- _挑战任务_
• 1. 根据这篇讲 MySQL 多列分区的文档摘录，使用多列分区表需满足什么前提？
• 2. 接着这篇讲 MySQL 多列分区的文章往下写，从其最后一行之后开始。

- _文档摘录_

第42期：MySQL 是否有必要多列分区

之前的篇章我们讨论的都是基于单列的分区表，那有无必要建立基于多列的分区表？这种分区表数据分布是否均匀？有无特殊的应用场景？有无特殊的优化策略？本篇基于这些问题来进行重点解读。

MySQL 不仅支持基于单列分区，也支持基于多列分区。比如基于字段（f1,f2,f3)来建立分区表，使用方法和使用场景都有些类似于联合索引。比如下面查询语句，同时对列(f1,f2,f3) 进行过滤。

select * from p1 where f1 = 2 and f2 = 2 and f3 = 2;

多列分区表的前提是参与分区的列检索频率均等，如果不均等，就没有必要使用多列分区。

我们还是以具体实例来验证下多列分区的优缺点以及适用场景，这样理解起来更加透彻。

建立一张表p1，字段r1,r2,r3分别取值为1-8，1-5，1-5.

create table p1(r1 int,r2 int,r3 int,log_date datetime);

按照字段(r1,r2,r3) 的分布范围，我来写个存储过程处理下表p1，变为分区表。存储过程代码如下：

DELIMITER $$

USE `ytt_new`$$

DROP PROCEDURE IF EXISTS `sp_add_partition_ytt_new_p1`$$

CREATE DEFINER=`root`@`%` PROCEDURE `sp_add_partition_ytt_new_p1`()

- _所附材料_
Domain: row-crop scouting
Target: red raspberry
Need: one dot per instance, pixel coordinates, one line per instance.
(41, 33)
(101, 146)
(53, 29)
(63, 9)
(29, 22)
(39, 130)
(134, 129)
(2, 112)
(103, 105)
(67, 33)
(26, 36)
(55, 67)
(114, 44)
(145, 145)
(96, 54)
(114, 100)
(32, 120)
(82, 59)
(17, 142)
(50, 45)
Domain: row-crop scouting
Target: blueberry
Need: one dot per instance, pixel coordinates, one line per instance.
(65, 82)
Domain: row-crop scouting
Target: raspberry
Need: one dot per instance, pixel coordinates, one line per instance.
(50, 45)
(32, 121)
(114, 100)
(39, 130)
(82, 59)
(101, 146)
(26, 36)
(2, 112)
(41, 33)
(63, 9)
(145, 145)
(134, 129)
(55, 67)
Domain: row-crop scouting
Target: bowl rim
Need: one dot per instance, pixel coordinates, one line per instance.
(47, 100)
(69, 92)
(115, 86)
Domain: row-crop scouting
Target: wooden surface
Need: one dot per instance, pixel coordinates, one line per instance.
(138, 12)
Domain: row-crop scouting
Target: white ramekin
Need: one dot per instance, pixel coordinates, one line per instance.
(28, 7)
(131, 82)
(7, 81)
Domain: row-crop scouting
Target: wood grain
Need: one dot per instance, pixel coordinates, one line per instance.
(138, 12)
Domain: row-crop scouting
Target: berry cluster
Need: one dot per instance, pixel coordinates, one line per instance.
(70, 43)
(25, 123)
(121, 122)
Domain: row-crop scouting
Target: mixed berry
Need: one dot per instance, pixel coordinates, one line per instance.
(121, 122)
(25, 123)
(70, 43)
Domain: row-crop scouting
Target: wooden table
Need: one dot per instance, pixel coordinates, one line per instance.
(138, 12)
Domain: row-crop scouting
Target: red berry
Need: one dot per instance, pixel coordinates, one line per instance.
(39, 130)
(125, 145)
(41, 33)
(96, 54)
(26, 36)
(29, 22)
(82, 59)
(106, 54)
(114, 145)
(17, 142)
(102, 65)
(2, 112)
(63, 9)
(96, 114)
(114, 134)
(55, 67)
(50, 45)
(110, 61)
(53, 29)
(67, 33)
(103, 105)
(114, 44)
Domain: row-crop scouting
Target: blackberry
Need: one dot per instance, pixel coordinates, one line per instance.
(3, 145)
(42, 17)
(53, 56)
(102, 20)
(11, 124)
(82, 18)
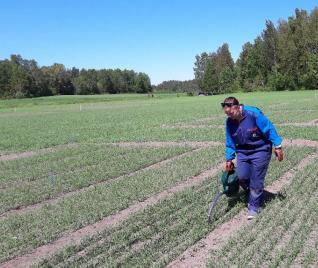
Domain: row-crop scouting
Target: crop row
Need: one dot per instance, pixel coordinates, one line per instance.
(54, 178)
(160, 233)
(278, 234)
(20, 233)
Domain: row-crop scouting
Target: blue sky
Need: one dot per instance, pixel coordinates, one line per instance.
(158, 37)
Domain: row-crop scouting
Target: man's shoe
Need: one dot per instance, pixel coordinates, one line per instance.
(251, 214)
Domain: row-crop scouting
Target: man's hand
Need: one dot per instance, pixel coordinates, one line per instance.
(279, 154)
(229, 166)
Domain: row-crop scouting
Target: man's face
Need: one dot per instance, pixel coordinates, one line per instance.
(232, 111)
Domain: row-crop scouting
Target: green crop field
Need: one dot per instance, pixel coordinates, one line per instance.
(126, 181)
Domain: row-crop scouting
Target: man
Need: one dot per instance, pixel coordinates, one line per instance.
(250, 136)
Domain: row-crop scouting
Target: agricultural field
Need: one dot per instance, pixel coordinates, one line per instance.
(126, 181)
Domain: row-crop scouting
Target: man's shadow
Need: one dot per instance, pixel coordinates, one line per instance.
(242, 197)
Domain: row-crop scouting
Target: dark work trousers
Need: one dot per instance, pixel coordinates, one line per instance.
(251, 170)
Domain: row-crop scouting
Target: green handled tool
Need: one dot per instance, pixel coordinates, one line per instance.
(231, 187)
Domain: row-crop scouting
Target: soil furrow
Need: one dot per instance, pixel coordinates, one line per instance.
(58, 198)
(108, 222)
(197, 255)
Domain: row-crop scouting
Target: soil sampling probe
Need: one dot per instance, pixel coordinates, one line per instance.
(231, 187)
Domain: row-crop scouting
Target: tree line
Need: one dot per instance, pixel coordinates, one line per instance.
(284, 57)
(24, 78)
(188, 86)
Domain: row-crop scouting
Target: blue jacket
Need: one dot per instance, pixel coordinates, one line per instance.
(255, 132)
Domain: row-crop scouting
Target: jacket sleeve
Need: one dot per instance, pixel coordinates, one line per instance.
(230, 146)
(267, 128)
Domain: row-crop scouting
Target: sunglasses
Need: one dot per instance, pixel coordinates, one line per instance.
(224, 104)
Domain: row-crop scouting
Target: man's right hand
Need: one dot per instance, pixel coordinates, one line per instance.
(229, 166)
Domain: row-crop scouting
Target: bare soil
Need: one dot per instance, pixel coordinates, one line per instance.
(197, 255)
(108, 222)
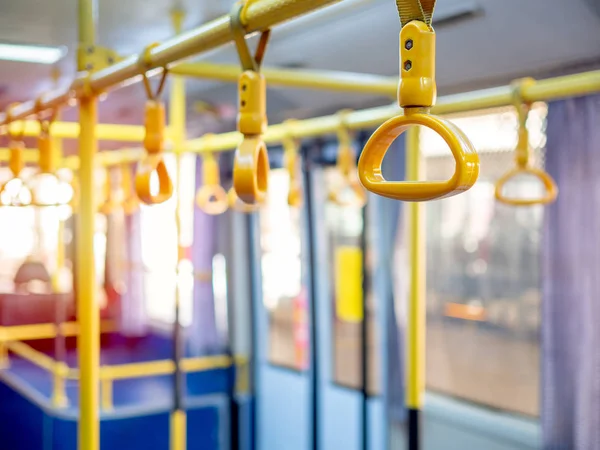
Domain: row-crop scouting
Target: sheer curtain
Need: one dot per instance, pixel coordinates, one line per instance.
(571, 279)
(204, 336)
(133, 303)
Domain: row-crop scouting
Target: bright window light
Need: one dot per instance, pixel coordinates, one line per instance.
(31, 53)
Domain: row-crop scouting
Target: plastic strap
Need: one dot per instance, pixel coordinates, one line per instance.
(211, 197)
(248, 61)
(422, 10)
(146, 61)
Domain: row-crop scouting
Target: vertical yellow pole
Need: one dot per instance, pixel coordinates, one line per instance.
(88, 342)
(415, 380)
(177, 126)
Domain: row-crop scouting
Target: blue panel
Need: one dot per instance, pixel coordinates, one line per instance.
(341, 418)
(246, 427)
(21, 422)
(203, 430)
(283, 397)
(136, 432)
(378, 436)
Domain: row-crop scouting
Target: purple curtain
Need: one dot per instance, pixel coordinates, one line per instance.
(203, 334)
(571, 279)
(133, 305)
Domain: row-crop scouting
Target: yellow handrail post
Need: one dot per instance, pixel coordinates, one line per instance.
(88, 342)
(4, 361)
(415, 374)
(177, 124)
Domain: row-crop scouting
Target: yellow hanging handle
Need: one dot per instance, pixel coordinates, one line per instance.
(48, 156)
(251, 163)
(417, 94)
(291, 161)
(351, 192)
(131, 202)
(236, 204)
(522, 158)
(211, 197)
(154, 164)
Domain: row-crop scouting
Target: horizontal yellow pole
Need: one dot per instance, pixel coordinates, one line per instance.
(544, 90)
(163, 367)
(308, 79)
(106, 132)
(45, 331)
(30, 354)
(259, 15)
(137, 370)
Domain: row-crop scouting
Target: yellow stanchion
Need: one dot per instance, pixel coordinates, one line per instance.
(415, 379)
(178, 123)
(88, 309)
(348, 283)
(291, 162)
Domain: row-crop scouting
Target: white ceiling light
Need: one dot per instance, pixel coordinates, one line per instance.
(39, 54)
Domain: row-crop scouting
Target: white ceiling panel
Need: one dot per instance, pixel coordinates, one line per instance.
(509, 38)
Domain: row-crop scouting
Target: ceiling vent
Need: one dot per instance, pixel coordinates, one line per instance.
(595, 5)
(456, 13)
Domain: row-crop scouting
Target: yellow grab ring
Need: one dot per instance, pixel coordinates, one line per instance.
(522, 157)
(543, 176)
(153, 164)
(251, 170)
(371, 159)
(237, 205)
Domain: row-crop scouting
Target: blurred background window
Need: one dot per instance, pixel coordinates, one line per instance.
(483, 268)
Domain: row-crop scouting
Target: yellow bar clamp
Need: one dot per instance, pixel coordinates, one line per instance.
(350, 193)
(211, 197)
(154, 164)
(15, 192)
(522, 157)
(236, 204)
(291, 161)
(251, 163)
(417, 94)
(131, 203)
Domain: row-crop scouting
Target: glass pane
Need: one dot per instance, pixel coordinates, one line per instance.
(483, 293)
(345, 228)
(284, 276)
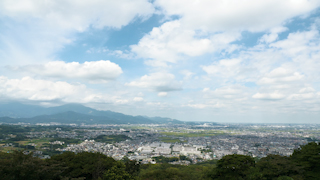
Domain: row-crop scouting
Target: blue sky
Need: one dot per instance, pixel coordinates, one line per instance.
(193, 60)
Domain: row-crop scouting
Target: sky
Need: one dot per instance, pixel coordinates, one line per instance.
(240, 61)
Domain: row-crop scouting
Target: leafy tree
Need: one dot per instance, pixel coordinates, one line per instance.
(233, 167)
(308, 157)
(118, 172)
(274, 166)
(84, 164)
(18, 166)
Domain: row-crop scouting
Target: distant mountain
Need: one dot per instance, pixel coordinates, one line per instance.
(72, 113)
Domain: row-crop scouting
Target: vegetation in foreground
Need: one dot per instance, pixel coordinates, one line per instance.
(302, 165)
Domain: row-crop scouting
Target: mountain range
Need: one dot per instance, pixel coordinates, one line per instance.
(72, 113)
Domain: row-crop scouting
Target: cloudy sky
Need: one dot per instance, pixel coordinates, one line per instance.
(193, 60)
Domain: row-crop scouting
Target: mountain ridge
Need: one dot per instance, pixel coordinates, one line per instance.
(72, 113)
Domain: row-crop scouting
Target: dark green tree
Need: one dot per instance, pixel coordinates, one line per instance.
(308, 157)
(233, 167)
(275, 166)
(84, 164)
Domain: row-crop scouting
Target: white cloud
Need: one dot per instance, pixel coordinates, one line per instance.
(161, 82)
(68, 14)
(269, 96)
(170, 43)
(280, 76)
(252, 15)
(273, 35)
(162, 94)
(93, 71)
(226, 68)
(138, 99)
(33, 31)
(39, 90)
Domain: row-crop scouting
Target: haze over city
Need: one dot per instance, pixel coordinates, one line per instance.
(234, 61)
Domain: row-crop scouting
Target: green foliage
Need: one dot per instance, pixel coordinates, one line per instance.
(17, 166)
(308, 157)
(273, 166)
(118, 172)
(173, 172)
(233, 167)
(84, 164)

- _各题答案_
• 1. 参与分区的列检索频率均等；若不均等，就没有必要使用多列分区。

• 2.
BEGIN
	DECLARE i,j,k INT UNSIGNED DEFAULT 1;
	SET @stmt = '';
	SET @stmt_begin = 'ALTER TABLE p1 PARTITION BY RANGE COLUMNS (r1,r2,r3)(';
        WHILE i <= 8 DO
	   set j = 1;
	   while j <= 5 do
	     set k = 1;
	     while k <= 5 do
               SET @stmt = CONCAT(@stmt,' PARTITION p',i,j,k,' VALUES LESS THAN (',i,',',j,',',k,'),');
               set k = k + 1;
	     end while;
	     set j = j + 1;
	   end while;
	   SET i = i + 1;        
        END WHILE;	
	SET @stmt_end = 'PARTITION p_max VALUES LESS THAN (maxvalue,maxvalue,maxvalue))';
        SET @stmt = CONCAT(@stmt_begin,@stmt,@stmt_end);
        PREPARE s1 FROM @stmt;
        EXECUTE s1;
        DROP PREPARE s1;
        SET @stmt = NULL;
        SET @stmt_begin = NULL;
        SET @stmt_end = NULL;	
	END$$

DELIMITER ;

调用存储过程，变更表p1为多列分区表，此时表p1有201个分区，记录数为500W条。

mysql> call sp_add_partition_ytt_new_p1;
Query OK, 0 rows affected (14.89 sec)

mysql> select count(partition_name) as partition_count  from information_schema.partitions where table_schema = 'ytt_new' and table_name ='p1';
+-----------------+
| partition_count |
+-----------------+
|             201 |
+-----------------+
1 row in set (0.00 sec)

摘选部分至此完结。